Supplied passage:
....

SEOUL, April 1 (Korea Bizwire) — Hotels and other lodging facilities struggling with a plunging number of customers following the novel coronavirus outbreak are facing another problem with some of their guests turning out to be infected patients.
In an increasing number of cases, coronavirus patients, initially showing no particular symptoms, have stayed at hotels before testing positive for the infection.
Hotels that have accommodated an infected guest are left without any choice but to shut down temporarily.
These hotels have been requiring guests to go through strict check-in procedures of measuring body temperature with thermal imaging cameras, and checking if they recently visited a foreign country or engaged in physical contact with an infected patient.
Some customers have tested positive for COVID-19 during their stay or shortly after checking out, forcing hotels to shut down.
For hotels, there are no means to prevent the entry of guests who fail to disclose the possibility of infection or related symptoms.
Temporary shutdowns, ranging from two days to as long as two weeks, pose a serious threat to business. Businesses cannot receive reservations during the shutdown period, and refunds for guests and reservations are costly.
Also, the news of an infected guest can hurt an establishment’s reputation, leaving hotels seriously concerned.
For hotels, preparations for temporary shutdown are more complex than other businesses.

....

[Natural-language object grounding data]

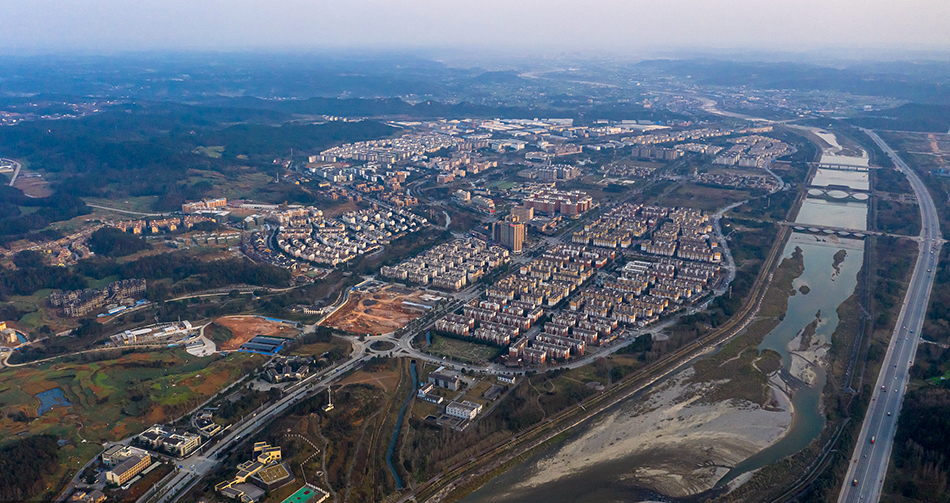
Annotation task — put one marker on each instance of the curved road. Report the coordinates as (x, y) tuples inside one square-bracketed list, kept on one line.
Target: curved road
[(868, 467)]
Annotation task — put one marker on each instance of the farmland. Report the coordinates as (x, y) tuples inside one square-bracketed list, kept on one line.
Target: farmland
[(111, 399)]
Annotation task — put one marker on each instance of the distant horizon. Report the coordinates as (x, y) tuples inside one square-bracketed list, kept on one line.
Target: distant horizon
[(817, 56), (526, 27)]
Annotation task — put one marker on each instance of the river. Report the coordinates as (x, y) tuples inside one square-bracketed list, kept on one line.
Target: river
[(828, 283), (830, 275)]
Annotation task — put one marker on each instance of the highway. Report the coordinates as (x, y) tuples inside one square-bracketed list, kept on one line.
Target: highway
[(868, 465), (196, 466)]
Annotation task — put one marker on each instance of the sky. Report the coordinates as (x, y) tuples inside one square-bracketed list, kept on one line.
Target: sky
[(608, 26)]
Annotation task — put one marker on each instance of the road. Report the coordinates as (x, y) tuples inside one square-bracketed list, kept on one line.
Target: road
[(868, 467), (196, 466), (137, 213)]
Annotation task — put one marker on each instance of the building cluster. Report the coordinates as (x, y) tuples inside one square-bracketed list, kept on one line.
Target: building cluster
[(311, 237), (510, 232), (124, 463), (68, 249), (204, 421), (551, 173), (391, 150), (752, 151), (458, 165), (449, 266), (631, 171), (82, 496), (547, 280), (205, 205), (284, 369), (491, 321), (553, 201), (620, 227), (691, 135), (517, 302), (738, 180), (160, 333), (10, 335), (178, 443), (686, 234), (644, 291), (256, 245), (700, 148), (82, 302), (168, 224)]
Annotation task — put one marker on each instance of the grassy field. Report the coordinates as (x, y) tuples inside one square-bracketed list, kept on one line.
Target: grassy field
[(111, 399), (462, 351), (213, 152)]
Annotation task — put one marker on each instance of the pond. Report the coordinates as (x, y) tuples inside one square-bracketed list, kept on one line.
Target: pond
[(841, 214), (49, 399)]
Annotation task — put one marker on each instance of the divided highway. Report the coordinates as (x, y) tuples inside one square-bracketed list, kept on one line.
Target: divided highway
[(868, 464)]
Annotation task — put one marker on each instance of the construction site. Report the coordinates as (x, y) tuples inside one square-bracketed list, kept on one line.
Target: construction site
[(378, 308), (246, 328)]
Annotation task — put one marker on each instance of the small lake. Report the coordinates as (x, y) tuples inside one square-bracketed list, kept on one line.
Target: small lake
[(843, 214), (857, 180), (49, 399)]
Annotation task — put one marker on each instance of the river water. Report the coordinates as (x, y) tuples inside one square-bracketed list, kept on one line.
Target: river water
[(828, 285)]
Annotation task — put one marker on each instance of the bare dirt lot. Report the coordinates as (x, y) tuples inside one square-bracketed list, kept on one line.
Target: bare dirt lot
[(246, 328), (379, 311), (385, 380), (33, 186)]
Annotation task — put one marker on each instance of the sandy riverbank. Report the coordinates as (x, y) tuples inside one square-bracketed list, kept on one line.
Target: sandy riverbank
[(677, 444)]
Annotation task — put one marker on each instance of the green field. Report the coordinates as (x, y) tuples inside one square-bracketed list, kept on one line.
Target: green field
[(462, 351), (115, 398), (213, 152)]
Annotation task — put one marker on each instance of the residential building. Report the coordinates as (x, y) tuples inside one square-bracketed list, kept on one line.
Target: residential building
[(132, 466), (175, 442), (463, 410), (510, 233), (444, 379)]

....

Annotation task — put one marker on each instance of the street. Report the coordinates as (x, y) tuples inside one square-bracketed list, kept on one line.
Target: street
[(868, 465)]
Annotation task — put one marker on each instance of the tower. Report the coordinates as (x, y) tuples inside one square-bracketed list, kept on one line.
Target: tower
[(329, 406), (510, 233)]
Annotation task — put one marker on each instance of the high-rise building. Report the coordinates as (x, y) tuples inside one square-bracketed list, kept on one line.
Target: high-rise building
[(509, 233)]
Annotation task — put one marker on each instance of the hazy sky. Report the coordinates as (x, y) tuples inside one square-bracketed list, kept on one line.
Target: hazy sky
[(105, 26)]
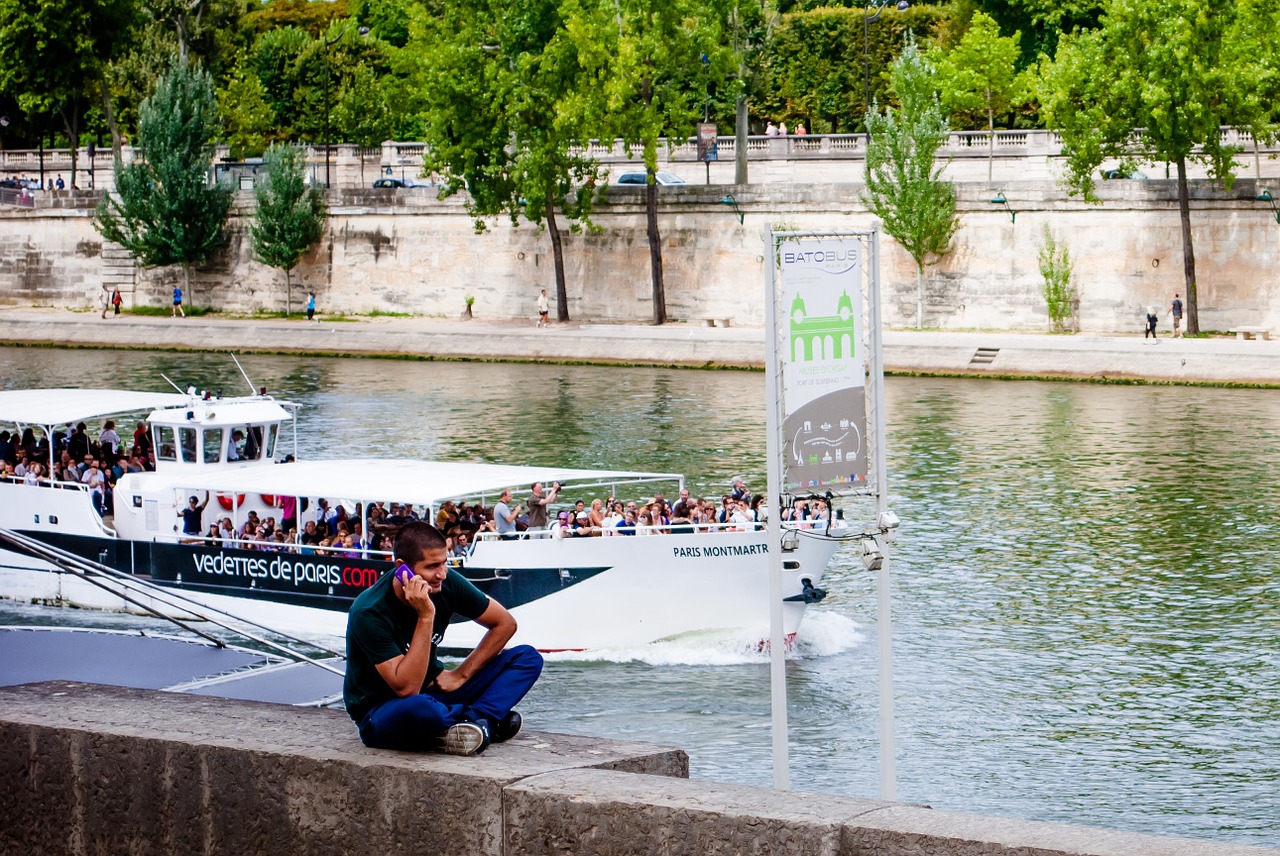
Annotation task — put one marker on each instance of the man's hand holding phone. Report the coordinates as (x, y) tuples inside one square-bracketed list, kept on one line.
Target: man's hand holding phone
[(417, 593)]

....

Exercise description: In the article on hotels during the coronavirus outbreak, change "reputation" to "public image" and write out the passage that opens with the words "Also, the news" and closes with "than other businesses.". You can leave the records aside, since nothing here depends on them.

Problem solution:
Also, the news of an infected guest can hurt an establishment’s public image, leaving hotels seriously concerned.
For hotels, preparations for temporary shutdown are more complex than other businesses.